▸ Schriftliche Aufgabe 1:
Geben Sie aus dem Auszug über Sinusmilieus den Abschnitt von „Bourdieu vermeidet wie“ bis einschließlich „(Bourdieu 1987: 182).“ wortgetreu wieder.
▸ Schriftliche Aufgabe 2:
Führen Sie den Auszug über Sinusmilieus im Anschluss an seinen letzten Satz fort.

▸ Auszug:
##############################
Sinusmilieus

Schichtungsmodelle teilen die Gesellschaft in eine unbestimmte Zahl von sozialen Schichten oder Gruppen, die nach Merkmalen wie Bildung, Konsumbedürfnis, ideelle Werte, Normen,  ReligionArt der Kleidung, politische Einstellungen, Genre oder ritueller Organisation festgelegt werden.[1] Methodisch hat jede Schichtenanalyse mit dem Problem der Statusinkonsistenz zu kämpfen, weil die Einteilungsmerkmale einander widersprechen können: Eine untersuchte Person kann bezüglich eines Merkmals einer oberen Schicht angehören, bezüglich eines anderen aber einer unteren Schicht. Das persönliche Verhalten muss dann aber auftretende Ungleichgewichte ausgleichen können und für andere nachvollziehbar machen. Ein Hippie, der anfängt, bei einem Investmentfonds zu arbeiten, wird in beiden ‘Welten’ Probleme bekommen, wenn er nicht die Rollenbilder entsprechend anpassen kann.

Bourdieu vermeidet wie Luhmann rein strukturelle und funktionalistische Einteilungen. Für ihn entsteht das Milieu aus der jeweiligen Praxis und nicht aus vorgegebenen Kategorien, sondern aus dem Beziehungsgefecht der Beteiligten.  „Eine soziale Klasse ist definiert durch ein Merkmal (nicht einmal das am stärksten determinierende wie Umfang und Struktur des Kapitals) noch durch eine Summe von Merkmal (Geschlecht, Alter, soziale und ethnische Herkunft) …, noch auch durch eine Kette von Merkmalen, welche von einem Hauptmerkmal (der Stellung innerhalb der Produktionsverhältnisse) kausal abgeleitet sind. Eine soziale Klasse ist vielmehr definiert durch die Struktur der Beziehungen zwischen allen relevanten Merkmalen, die jeder derselben wie den Wirkungen, welche sie auf die Praxisform ausübt, ihren spezifischen Wert verleiht“ (Bourdieu 1987: 182).
##############################
▸ Gespeicherte Einträge des Datensatzes:

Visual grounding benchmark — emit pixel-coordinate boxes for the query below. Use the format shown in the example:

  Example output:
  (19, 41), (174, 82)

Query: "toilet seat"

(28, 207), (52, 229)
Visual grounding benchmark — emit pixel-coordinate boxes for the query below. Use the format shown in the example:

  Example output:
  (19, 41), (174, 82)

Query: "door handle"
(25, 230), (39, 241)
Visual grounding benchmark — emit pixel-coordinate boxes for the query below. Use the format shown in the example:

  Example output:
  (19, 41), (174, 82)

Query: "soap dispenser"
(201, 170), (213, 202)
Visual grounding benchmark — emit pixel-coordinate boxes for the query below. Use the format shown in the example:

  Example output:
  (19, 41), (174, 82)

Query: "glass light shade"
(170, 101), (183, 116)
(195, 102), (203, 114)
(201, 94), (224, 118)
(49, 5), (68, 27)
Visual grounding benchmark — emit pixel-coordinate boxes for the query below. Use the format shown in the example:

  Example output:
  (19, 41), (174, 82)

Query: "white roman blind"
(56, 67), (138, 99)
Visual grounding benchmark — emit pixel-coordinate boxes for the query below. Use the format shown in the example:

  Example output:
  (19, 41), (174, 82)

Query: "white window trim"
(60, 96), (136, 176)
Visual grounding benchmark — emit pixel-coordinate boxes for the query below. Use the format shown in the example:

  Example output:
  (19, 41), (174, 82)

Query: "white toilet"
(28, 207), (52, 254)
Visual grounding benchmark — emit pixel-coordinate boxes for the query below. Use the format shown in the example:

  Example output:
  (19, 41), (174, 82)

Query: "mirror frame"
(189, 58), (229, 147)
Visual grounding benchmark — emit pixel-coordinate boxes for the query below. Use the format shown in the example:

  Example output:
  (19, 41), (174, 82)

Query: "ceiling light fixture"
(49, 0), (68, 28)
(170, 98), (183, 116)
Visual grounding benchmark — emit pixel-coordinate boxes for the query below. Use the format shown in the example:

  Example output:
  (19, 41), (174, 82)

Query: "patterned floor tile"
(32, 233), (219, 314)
##############################
▸ Lösung der Aufgabe 1:
Bourdieu vermeidet wie Luhmann rein strukturelle und funktionalistische Einteilungen. Für ihn entsteht das Milieu aus der jeweiligen Praxis und nicht aus vorgegebenen Kategorien, sondern aus dem Beziehungsgefecht der Beteiligten.  „Eine soziale Klasse ist definiert durch ein Merkmal (nicht einmal das am stärksten determinierende wie Umfang und Struktur des Kapitals) noch durch eine Summe von Merkmal (Geschlecht, Alter, soziale und ethnische Herkunft) …, noch auch durch eine Kette von Merkmalen, welche von einem Hauptmerkmal (der Stellung innerhalb der Produktionsverhältnisse) kausal abgeleitet sind. Eine soziale Klasse ist vielmehr definiert durch die Struktur der Beziehungen zwischen allen relevanten Merkmalen, die jeder derselben wie den Wirkungen, welche sie auf die Praxisform ausübt, ihren spezifischen Wert verleiht“ (Bourdieu 1987: 182).

▸ Lösung der Aufgabe 2:
Für Bourdieu bezeichnet der Habitus im Äußeren eine Kategorisierung von Angehörigen bestimmter sozialer Klassen und im Inneren eine Verinnerlichung von kollektiven Dispositionen. Handeln entsteht für ihn in Bezug auf diese äußeren Wertmaßstäbe und die innere Einstellung zu diesen. Daraus entsteht ein ‘Klassenhabitus’, der gewissermaßen imstande ist, ‘soziales Kapital’ zu erzeugen. Wenn eine Gruppe von sozialen Subjekten ähnliche Vorlieben aufweist und sich außerdem in ähnlichen sozialen Verhältnissen befindet, beobachtet man gewisse Gemeinsamkeiten. Diese gemeinsamen habituellen Strukturen sind nach Bourdieu für eine bestimmte soziale Klasse typisch.

Man ‘erkennt’ sich als seinesgleichen und wird damit wiederum für den Anderen in reziproker Weise besser nachvollziehbar. Der spezielle Habitus drückt sich auch durch eine sprachliche Reflexion aus, die Bourdieu in Anlehnung an Chomsky als ‘generative Grammatik’ bezeichnet, weil ihr polarisierender Aufbau in der jeweiligen sozialen Schicht tief verwurzelt ist.[2] Als Beispiel nennt Bourdieu typisch geschlechtliche Verhaltensformen; Machismus, Anpassung, Unterwerfung, Aggressivität etc. (entsprechend dem Rollenpaar Venus/Mars), der Unterschied zwischen egoistischen und altruistischen Verhaltensformen (Uranus/Neptun), Konsens- und Faktenorientierung (Lilith/Pluto) oder wertkonservative und freiheitlich orientierte Haltungen (Saturn/Jupiter). (Diese Planetenpaare bilden die Grundlage der Regelkreise, die in Band II behandelt werden).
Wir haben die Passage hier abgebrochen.